(Data records)
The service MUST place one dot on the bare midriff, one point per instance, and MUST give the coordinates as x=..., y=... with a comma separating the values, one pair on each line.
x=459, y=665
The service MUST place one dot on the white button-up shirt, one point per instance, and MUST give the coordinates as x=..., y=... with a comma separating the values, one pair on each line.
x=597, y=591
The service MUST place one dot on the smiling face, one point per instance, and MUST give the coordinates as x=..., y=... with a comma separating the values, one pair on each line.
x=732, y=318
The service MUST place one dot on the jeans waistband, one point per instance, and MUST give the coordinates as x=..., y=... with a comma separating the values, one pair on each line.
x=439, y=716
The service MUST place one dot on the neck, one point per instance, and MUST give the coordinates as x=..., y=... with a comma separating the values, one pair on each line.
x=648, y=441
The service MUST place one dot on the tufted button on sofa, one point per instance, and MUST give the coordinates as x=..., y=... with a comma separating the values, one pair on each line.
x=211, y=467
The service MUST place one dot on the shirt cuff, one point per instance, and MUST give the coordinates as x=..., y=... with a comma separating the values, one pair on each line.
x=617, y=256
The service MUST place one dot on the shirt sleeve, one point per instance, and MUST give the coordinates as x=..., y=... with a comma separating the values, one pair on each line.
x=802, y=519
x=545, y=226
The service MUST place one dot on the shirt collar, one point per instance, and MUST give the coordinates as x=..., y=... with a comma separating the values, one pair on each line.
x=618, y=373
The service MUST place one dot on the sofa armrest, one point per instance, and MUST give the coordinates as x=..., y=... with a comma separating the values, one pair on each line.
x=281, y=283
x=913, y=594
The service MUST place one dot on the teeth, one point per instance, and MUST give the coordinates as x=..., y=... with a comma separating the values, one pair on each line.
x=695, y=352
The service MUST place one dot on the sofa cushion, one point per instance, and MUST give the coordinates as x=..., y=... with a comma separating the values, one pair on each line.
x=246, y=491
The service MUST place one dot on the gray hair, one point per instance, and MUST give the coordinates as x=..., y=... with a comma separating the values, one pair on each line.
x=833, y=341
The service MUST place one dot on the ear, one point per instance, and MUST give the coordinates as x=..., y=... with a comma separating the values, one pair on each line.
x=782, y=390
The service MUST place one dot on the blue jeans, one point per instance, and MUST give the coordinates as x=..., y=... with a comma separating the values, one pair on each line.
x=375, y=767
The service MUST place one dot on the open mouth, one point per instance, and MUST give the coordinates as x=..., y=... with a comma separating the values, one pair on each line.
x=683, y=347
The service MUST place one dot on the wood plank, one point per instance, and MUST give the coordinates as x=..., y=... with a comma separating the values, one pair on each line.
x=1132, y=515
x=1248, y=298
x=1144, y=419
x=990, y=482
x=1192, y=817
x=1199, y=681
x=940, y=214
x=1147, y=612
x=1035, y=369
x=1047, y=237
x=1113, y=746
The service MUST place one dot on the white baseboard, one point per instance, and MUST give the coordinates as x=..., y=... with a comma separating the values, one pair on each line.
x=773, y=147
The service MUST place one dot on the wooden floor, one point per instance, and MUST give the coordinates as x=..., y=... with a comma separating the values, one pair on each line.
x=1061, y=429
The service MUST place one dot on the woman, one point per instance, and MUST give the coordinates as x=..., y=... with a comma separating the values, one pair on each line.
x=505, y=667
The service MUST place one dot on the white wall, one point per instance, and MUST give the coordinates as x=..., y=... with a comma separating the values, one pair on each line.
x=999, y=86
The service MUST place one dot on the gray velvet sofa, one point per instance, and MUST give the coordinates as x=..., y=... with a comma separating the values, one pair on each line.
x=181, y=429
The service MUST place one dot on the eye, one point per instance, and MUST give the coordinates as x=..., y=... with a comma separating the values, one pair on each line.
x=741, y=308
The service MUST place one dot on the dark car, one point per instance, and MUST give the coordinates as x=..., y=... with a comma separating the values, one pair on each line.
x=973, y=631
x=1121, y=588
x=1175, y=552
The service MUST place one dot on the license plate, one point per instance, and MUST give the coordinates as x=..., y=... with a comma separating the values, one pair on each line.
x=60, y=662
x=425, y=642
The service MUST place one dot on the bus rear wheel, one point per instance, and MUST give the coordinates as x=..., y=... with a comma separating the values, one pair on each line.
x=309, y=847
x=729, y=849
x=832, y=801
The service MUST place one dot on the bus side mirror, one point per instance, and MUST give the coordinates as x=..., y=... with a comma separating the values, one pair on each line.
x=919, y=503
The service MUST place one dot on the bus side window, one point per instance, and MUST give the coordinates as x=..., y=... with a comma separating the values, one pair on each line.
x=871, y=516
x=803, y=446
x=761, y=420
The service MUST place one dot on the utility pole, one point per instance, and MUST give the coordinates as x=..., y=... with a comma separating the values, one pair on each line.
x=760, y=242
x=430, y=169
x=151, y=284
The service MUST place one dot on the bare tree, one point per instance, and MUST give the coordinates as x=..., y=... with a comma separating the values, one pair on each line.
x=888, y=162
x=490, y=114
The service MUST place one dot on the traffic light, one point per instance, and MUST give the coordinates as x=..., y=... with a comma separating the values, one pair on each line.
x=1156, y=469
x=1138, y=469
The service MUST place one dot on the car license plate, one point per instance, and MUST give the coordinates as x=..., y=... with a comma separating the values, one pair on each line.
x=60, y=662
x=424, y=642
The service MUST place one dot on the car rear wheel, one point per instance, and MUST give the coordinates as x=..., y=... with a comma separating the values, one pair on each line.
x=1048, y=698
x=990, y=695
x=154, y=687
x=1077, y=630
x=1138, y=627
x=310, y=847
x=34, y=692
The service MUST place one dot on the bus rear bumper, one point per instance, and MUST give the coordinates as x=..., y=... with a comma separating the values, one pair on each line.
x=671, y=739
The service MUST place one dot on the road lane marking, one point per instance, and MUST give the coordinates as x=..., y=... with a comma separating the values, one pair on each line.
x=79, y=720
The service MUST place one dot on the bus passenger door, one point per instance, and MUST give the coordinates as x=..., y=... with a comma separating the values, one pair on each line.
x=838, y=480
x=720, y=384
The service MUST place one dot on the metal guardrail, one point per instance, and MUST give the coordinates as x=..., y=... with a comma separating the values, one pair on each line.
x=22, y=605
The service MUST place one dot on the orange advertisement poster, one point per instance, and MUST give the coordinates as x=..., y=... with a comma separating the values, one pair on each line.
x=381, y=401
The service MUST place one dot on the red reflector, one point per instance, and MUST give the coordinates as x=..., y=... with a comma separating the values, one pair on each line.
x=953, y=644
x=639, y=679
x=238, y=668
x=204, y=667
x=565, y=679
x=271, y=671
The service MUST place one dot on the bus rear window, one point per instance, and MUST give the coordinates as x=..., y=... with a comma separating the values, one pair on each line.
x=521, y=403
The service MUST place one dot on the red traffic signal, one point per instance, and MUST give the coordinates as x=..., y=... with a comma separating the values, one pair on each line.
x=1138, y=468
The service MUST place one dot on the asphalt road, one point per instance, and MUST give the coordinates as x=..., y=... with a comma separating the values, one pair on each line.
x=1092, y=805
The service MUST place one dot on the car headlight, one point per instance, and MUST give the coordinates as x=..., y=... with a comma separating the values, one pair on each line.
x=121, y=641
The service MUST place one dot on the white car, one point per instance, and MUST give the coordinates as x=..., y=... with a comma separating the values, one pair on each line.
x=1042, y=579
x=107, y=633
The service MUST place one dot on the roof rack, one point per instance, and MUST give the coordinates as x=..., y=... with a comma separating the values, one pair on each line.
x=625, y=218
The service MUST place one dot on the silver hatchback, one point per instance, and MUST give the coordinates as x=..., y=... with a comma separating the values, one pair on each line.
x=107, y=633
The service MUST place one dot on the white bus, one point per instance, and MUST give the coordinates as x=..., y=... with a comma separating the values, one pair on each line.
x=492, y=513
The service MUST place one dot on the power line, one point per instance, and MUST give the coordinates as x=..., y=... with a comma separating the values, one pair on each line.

Work required
Nothing should appear in the answer except the lines from the one with "The service MUST place one dot on the asphalt" through the final line of the records, written exactly.

Result
The service MUST place one dot on the asphalt road, one point per instance, and MUST give the coordinates as x=..., y=... with a comma separating the values, one pair on each line.
x=1092, y=805
The service MUST place one dot on the car headlight, one point per instance, and MUST give the coordinates as x=..., y=... with a comma separating the values, one pair on each line.
x=121, y=641
The service MUST place one dot on the white car, one point per instance, and MUST give the coordinates as x=..., y=... with a comma separating the values, one pair on each line.
x=1042, y=579
x=107, y=633
The service MUST place one dot on the roof rack, one point per instance, and MUST give the coordinates as x=..., y=... with a comma separating the values, one pair on each line.
x=625, y=218
The service MUST place one dot on the silver hatchback, one point per instance, and MUST give the coordinates as x=..., y=... with a comma separating the values, one pair on each line.
x=107, y=633
The service MUST place one dot on the white bus, one point per instance, and MUST give the coordinates as x=..., y=... with a comma separating the values, one pair on each line.
x=492, y=513
The service MUST place one dot on the power line, one point per instance, and MUST give the coordinates as x=..., y=... with a comma separating the values, one pair on each line.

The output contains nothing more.